• Required work
Transcribe the following entries letter for letter, without the pictures.

• Provided records

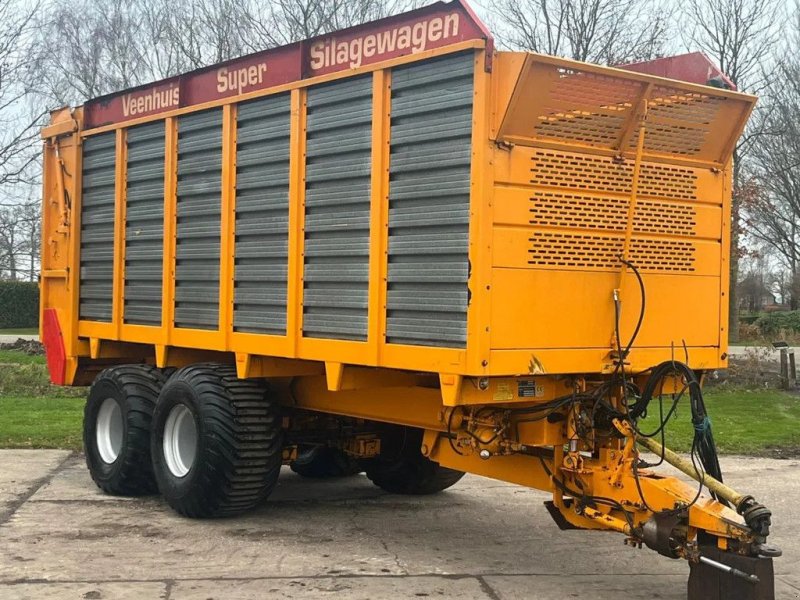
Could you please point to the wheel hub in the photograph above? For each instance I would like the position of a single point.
(180, 440)
(109, 430)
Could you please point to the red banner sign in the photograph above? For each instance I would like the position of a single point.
(435, 26)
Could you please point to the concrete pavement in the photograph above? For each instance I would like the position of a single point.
(61, 538)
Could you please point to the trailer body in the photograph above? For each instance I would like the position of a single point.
(442, 209)
(398, 224)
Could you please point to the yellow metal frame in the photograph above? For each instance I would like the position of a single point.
(434, 388)
(494, 247)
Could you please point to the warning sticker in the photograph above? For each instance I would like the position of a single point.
(503, 393)
(528, 388)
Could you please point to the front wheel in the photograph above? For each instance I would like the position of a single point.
(116, 429)
(216, 442)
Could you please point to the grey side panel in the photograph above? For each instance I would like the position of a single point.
(144, 224)
(262, 215)
(338, 166)
(198, 220)
(429, 188)
(97, 227)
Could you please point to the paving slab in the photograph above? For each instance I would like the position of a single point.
(316, 539)
(22, 472)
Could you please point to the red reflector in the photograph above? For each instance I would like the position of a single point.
(54, 346)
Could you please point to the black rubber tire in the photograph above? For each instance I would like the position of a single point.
(135, 388)
(239, 442)
(325, 463)
(402, 469)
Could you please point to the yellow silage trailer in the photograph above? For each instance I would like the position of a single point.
(396, 250)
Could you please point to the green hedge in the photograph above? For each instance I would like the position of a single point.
(775, 323)
(19, 304)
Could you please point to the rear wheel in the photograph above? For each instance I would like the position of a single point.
(116, 428)
(216, 443)
(402, 469)
(324, 463)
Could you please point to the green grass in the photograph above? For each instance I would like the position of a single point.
(41, 422)
(743, 422)
(35, 414)
(22, 331)
(13, 357)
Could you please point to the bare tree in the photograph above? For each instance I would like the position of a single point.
(18, 121)
(600, 31)
(770, 187)
(742, 37)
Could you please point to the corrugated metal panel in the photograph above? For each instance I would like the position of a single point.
(429, 187)
(262, 215)
(97, 227)
(338, 165)
(144, 224)
(198, 220)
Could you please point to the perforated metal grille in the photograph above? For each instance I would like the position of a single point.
(579, 213)
(587, 108)
(603, 251)
(262, 215)
(597, 110)
(144, 224)
(338, 169)
(602, 174)
(198, 220)
(429, 202)
(97, 227)
(552, 209)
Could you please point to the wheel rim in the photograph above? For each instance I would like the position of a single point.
(109, 431)
(180, 440)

• Result
Could you please point to the wheel hub in the photograph above? For each instance I would like the position of a single point.
(180, 440)
(109, 430)
Could you please point to the red banner sign in the photograph above? For each instance I would like the position of a single point.
(435, 26)
Could you please point to the concrete pavement in the photograph above? For each instance I would like the position of a single point.
(61, 538)
Could you please point to the trailer body in the photograph above? For each instance I would like the position of a single point.
(442, 209)
(398, 224)
Could you please point to the yellow metal frame in the photograph above? For each instance I would like the position of a single point.
(434, 388)
(494, 247)
Could you please point to the warning sticker in the photograph above? For each instance I would like the position of a single point.
(503, 393)
(528, 388)
Could you please point to the front wheel in the photograph above? For each instance I would like the position of a single point.
(116, 429)
(216, 442)
Could you please point to the grey side panel in the photograph above? For each instance I would like the position of a single point.
(144, 224)
(262, 215)
(338, 166)
(198, 220)
(429, 188)
(97, 227)
Could you please point to the paving slab in the photograph above? For each instance I would like the position of a single point.
(316, 539)
(22, 472)
Could you please point to the red reflector in the photograph above? For each instance I would like the position of a single point.
(54, 346)
Could you please point to the black rubber tire in the photograph above? For each instance I would like the position of a single point.
(135, 388)
(239, 442)
(325, 463)
(402, 469)
Could you please point to the yellow silage trailer in the photograph above? For each instance I would like the position of a single point.
(396, 250)
Could you please point to the green hedge in the photograph above? For each instance I would like the position of a single point.
(775, 323)
(19, 304)
Could you please point to the rear wheel in the photograph above? For each instance I would like the position of a single point.
(116, 428)
(216, 443)
(402, 469)
(324, 463)
Could you please point to the green grass in the photograph above? For each instance I would like the position of a single point.
(41, 422)
(743, 422)
(35, 414)
(22, 331)
(13, 357)
Could you please point to the bare tree in the photograph above? For each instance I would like the position of a single point.
(18, 121)
(600, 31)
(770, 187)
(742, 37)
Could you please point to the corrugated metal panel in the photograph above? For each instance I would like the position of a single point.
(429, 187)
(262, 215)
(97, 227)
(338, 165)
(144, 224)
(198, 220)
Could you please point to the perforated metal grille in the photograph above? For each instance I would like the position of a single point.
(579, 213)
(587, 108)
(603, 251)
(262, 215)
(597, 110)
(144, 224)
(338, 169)
(602, 174)
(198, 220)
(429, 202)
(97, 227)
(552, 209)
Could you please point to the wheel rim in the photograph above? For each instance I would like the position of a single point.
(109, 431)
(180, 440)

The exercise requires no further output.